■ **Extract**:
━━━━━━━━

Rain on the radar: will it crash the party for harvest in Sunraysia?


If you’ve been anywhere near a vineyard, a sultana block, or a picker’s roster lately, you’ll know harvest time is all about timing. And right when everyone’s trying to thread the needle “bang” the forecast starts waving a big wet finger at the calendar.

For Mildura and surrounds, the next 7–10 days is looking like a mixed bag: heavy showers on Sunday 22 Feb, a couple more showery chances mid-week (Wed 25 Feb), then thunderstorm potential on Friday 27 Feb, with more showers around Saturday 28 Feb and Sunday 1 March.

Robinvale is telling a similar story, with heavy showers and a storm on Sunday 22 Feb and more cloud/showers lingering into the weekend.

Now, rain is usually a “beauty!” moment out here… but not when fruit is at peak ripeness and the machines (and people) are finally rolling.




Wine grapes: rain doesn’t just slow harvest — it can change the fruit

1) The obvious hit: delays, stop-start harvesting, and logistics blowouts

Once it rains, you don’t just pick the next morning like nothing happened. Wet canopies, muddy rows, bogged gear, and a higher chance of berry damage all make it harder to get fruit off cleanly, especially when wineries are already juggling intake capacity and tight scheduling.

2) The sneaky hit: disease risk ramps up fast

Rain + humidity near harvest is prime time for bunch rots like Botrytis and other rot issues. Industry guidance is blunt about it: wet, humid conditions can significantly lift rot pressure as you approach harvest, and management becomes all about risk timing and pre-harvest decisions. 

Even in table grapes, research-based protocols show how little infection it can take for rots to become a real commercial problem later on.  (Different market, same rot reality: once it’s in, it spreads.)

3) The brutal backdrop: the wine industry is already doing it tough

This is the bit that really stings. Many growers are already operating under heavy pressure,  prices, contracts, uncertainty, and the market signals have been ugly.

Wine Australia’s reporting has highlighted sales not keeping up with production and rising stock levels. 

On top of that, exports fell in 2025 as global demand softened (cost-of-living, wellness trends, and market contraction all playing a role).

━━━━━━━━

■ **Entries shown**:
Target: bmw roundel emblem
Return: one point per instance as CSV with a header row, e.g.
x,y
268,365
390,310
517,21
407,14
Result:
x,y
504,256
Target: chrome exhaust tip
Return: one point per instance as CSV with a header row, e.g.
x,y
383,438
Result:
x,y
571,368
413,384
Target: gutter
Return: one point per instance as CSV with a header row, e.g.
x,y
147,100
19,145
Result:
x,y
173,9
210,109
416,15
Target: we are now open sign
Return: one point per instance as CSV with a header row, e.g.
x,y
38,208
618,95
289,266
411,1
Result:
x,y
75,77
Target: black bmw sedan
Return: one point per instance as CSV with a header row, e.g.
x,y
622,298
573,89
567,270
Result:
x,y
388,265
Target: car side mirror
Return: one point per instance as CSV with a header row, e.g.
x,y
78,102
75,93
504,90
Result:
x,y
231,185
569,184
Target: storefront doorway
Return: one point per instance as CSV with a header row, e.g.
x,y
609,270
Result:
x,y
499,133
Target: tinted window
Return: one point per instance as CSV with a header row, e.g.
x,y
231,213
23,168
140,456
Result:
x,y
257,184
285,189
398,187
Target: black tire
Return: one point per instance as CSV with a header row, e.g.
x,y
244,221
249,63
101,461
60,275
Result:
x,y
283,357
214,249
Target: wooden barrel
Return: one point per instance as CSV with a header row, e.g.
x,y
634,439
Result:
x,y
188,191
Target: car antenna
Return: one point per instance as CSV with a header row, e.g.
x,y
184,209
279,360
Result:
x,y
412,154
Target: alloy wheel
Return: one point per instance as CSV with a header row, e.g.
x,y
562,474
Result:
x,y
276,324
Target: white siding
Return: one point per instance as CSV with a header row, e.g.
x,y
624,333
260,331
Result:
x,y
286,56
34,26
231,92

━━━━━━━━

■ **What to do**:
- a) Reproduce the stretch of the Sunraysia harvest article from "Once it rains, you" through "in, it spreads.)".
- b) In the Sunraysia harvest article, what weather is forecast for Mildura on Friday 27 Feb?

■ **Solved problems**:
- a)
Once it rains, you don’t just pick the next morning like nothing happened. Wet canopies, muddy rows, bogged gear, and a higher chance of berry damage all make it harder to get fruit off cleanly, especially when wineries are already juggling intake capacity and tight scheduling.

2) The sneaky hit: disease risk ramps up fast

Rain + humidity near harvest is prime time for bunch rots like Botrytis and other rot issues. Industry guidance is blunt about it: wet, humid conditions can significantly lift rot pressure as you approach harvest, and management becomes all about risk timing and pre-harvest decisions. 

Even in table grapes, research-based protocols show how little infection it can take for rots to become a real commercial problem later on.  (Different market, same rot reality: once it’s in, it spreads.)

- b) Thunderstorm potential.